(A block of data)
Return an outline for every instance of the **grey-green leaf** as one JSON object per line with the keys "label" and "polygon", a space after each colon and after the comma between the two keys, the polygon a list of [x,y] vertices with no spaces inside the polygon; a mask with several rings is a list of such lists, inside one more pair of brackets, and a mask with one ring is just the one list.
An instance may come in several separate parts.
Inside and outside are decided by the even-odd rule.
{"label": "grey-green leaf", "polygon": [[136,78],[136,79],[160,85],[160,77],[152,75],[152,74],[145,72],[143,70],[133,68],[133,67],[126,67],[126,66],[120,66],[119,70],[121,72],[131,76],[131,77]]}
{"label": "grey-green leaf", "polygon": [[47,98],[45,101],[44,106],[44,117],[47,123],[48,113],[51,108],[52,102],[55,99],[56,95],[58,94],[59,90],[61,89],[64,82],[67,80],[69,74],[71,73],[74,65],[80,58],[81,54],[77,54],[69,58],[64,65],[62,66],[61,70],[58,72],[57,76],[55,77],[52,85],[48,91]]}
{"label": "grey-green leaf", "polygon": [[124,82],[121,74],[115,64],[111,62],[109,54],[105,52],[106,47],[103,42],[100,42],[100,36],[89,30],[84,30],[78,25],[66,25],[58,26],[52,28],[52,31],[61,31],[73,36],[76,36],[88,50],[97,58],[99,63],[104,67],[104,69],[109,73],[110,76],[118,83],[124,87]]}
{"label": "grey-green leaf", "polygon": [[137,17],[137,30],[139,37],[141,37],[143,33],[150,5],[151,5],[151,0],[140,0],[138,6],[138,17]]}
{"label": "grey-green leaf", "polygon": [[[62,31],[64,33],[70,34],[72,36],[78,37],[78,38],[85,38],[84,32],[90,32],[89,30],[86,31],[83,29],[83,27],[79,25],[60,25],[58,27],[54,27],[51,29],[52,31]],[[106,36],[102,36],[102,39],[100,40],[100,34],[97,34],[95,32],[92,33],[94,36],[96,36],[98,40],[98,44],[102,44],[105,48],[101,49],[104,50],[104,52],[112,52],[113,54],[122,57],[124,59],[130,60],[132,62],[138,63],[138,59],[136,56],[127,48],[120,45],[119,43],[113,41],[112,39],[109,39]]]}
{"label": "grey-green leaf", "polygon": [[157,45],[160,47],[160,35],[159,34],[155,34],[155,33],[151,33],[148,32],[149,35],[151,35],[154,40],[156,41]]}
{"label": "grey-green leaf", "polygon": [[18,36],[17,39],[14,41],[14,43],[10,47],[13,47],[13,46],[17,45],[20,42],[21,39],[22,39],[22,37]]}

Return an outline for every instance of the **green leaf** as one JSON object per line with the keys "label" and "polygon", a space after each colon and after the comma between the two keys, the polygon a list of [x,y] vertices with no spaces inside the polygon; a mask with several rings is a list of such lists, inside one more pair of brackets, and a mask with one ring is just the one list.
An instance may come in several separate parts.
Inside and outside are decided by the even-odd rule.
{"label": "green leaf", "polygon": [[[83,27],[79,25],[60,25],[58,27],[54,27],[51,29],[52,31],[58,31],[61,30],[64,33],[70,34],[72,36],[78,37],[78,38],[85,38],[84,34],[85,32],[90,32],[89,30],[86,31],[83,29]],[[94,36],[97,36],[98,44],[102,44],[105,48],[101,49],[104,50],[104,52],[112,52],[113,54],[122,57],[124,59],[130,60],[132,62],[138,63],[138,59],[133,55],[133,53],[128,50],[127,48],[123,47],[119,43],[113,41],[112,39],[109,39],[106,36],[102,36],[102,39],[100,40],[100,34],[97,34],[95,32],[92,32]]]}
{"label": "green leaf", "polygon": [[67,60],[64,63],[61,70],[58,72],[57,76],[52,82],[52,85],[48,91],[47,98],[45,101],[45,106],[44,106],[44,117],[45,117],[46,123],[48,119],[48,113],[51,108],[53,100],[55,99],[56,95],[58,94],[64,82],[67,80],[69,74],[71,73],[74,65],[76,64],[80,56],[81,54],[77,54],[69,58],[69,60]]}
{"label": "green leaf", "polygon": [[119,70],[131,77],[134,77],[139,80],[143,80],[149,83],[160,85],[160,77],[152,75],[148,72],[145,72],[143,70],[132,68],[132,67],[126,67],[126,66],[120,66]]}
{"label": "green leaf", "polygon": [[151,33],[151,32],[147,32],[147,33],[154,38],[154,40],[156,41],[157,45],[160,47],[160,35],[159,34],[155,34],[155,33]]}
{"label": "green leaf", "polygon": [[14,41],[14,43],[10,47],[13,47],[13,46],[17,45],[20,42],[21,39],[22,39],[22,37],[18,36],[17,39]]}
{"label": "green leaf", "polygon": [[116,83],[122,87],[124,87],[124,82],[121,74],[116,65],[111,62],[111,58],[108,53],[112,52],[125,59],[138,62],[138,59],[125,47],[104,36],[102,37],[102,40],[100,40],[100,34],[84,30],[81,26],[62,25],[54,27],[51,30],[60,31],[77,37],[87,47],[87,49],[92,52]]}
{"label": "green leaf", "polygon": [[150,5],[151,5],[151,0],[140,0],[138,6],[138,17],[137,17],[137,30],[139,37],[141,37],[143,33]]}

*Requirements*. Extract the full listing above without alteration.

*Full solution*.
Return an outline for every instance of the **grey-green leaf** as one JSON object per line with the keys "label" and "polygon", a space after each colon and after the comma between the two keys, the polygon a list of [x,y] vertices with no spaces inside the polygon; a mask with several rings is a list of such lists, inside one more pair of brackets, and a mask with one ring is just the one list.
An instance may come in several separate parts.
Inside and outside are decided by the even-odd rule.
{"label": "grey-green leaf", "polygon": [[136,78],[136,79],[160,85],[160,77],[152,75],[152,74],[145,72],[143,70],[133,68],[133,67],[126,67],[126,66],[120,66],[119,70],[121,72],[131,76],[131,77]]}
{"label": "grey-green leaf", "polygon": [[47,98],[45,101],[44,106],[44,117],[47,123],[48,113],[51,108],[52,102],[55,99],[56,95],[58,94],[59,90],[61,89],[64,82],[67,80],[69,74],[71,73],[74,65],[80,58],[81,54],[77,54],[69,58],[64,65],[62,66],[61,70],[58,72],[57,76],[55,77],[52,85],[48,91]]}
{"label": "grey-green leaf", "polygon": [[124,82],[121,74],[115,64],[111,62],[109,54],[105,52],[106,47],[103,42],[100,42],[100,36],[89,30],[84,30],[78,25],[66,25],[58,26],[52,28],[52,31],[61,31],[73,36],[76,36],[88,50],[97,58],[99,63],[104,67],[104,69],[109,73],[110,76],[118,83],[124,87]]}
{"label": "grey-green leaf", "polygon": [[137,17],[137,30],[139,37],[141,37],[143,33],[150,5],[151,5],[151,0],[140,0],[138,6],[138,17]]}
{"label": "grey-green leaf", "polygon": [[[62,31],[64,33],[70,34],[72,36],[78,37],[78,38],[85,38],[84,32],[90,32],[89,30],[86,31],[83,29],[83,27],[79,25],[60,25],[58,27],[54,27],[51,29],[52,31]],[[106,36],[102,36],[102,39],[100,40],[100,34],[97,34],[95,32],[92,33],[94,36],[96,36],[98,40],[98,44],[102,44],[105,48],[101,49],[104,50],[104,52],[112,52],[113,54],[122,57],[124,59],[130,60],[132,62],[138,63],[138,59],[136,56],[127,48],[120,45],[119,43],[113,41],[112,39],[109,39]]]}
{"label": "grey-green leaf", "polygon": [[157,45],[160,47],[160,35],[159,34],[155,34],[155,33],[151,33],[148,32],[149,35],[151,35],[154,40],[156,41]]}
{"label": "grey-green leaf", "polygon": [[18,36],[17,39],[14,41],[14,43],[10,47],[13,47],[13,46],[17,45],[20,42],[21,39],[22,39],[22,37]]}

Return an outline for every instance of the **green leaf** as one JSON object per line with the keys "label" and "polygon", a space after each colon and after the comma between the two keys, the polygon a list of [x,y] vertices with no spaces inside the polygon; a mask with several rings is a list of such lists, inside one more pair of brackets, and a mask with one ring is just the one list.
An instance may come in several separate parts.
Inside and outside are decided by the even-odd rule.
{"label": "green leaf", "polygon": [[[83,27],[79,25],[60,25],[58,27],[54,27],[51,29],[52,31],[58,31],[61,30],[64,33],[70,34],[72,36],[78,37],[78,38],[85,38],[84,34],[85,32],[90,32],[89,30],[86,31],[83,29]],[[94,36],[97,36],[98,44],[102,44],[105,48],[101,49],[104,50],[104,52],[112,52],[113,54],[122,57],[124,59],[130,60],[132,62],[138,63],[138,59],[133,55],[133,53],[128,50],[127,48],[123,47],[119,43],[113,41],[112,39],[109,39],[106,36],[102,36],[102,39],[100,40],[100,34],[97,34],[95,32],[92,32]]]}
{"label": "green leaf", "polygon": [[67,60],[64,63],[61,70],[58,72],[57,76],[52,82],[52,85],[48,91],[47,98],[45,101],[45,106],[44,106],[44,117],[45,117],[46,123],[48,119],[48,113],[51,108],[53,100],[55,99],[56,95],[58,94],[64,82],[67,80],[69,74],[71,73],[74,65],[76,64],[80,56],[81,54],[77,54],[69,58],[69,60]]}
{"label": "green leaf", "polygon": [[119,70],[131,77],[134,77],[139,80],[143,80],[149,83],[160,85],[160,77],[152,75],[148,72],[145,72],[143,70],[132,68],[132,67],[126,67],[126,66],[120,66]]}
{"label": "green leaf", "polygon": [[151,33],[151,32],[147,32],[147,33],[154,38],[154,40],[156,41],[157,45],[160,47],[160,35],[159,34],[155,34],[155,33]]}
{"label": "green leaf", "polygon": [[14,41],[14,43],[10,47],[13,47],[13,46],[17,45],[20,42],[21,39],[22,39],[22,37],[18,36],[17,39]]}
{"label": "green leaf", "polygon": [[116,83],[122,87],[124,87],[124,82],[121,74],[116,65],[111,62],[111,58],[108,53],[112,52],[125,59],[138,62],[138,59],[125,47],[104,36],[102,37],[102,40],[100,40],[100,34],[84,30],[81,26],[62,25],[54,27],[51,30],[60,31],[77,37],[87,47],[87,49],[92,52]]}
{"label": "green leaf", "polygon": [[150,5],[151,5],[151,0],[140,0],[138,6],[138,17],[137,17],[137,30],[139,37],[141,37],[143,33]]}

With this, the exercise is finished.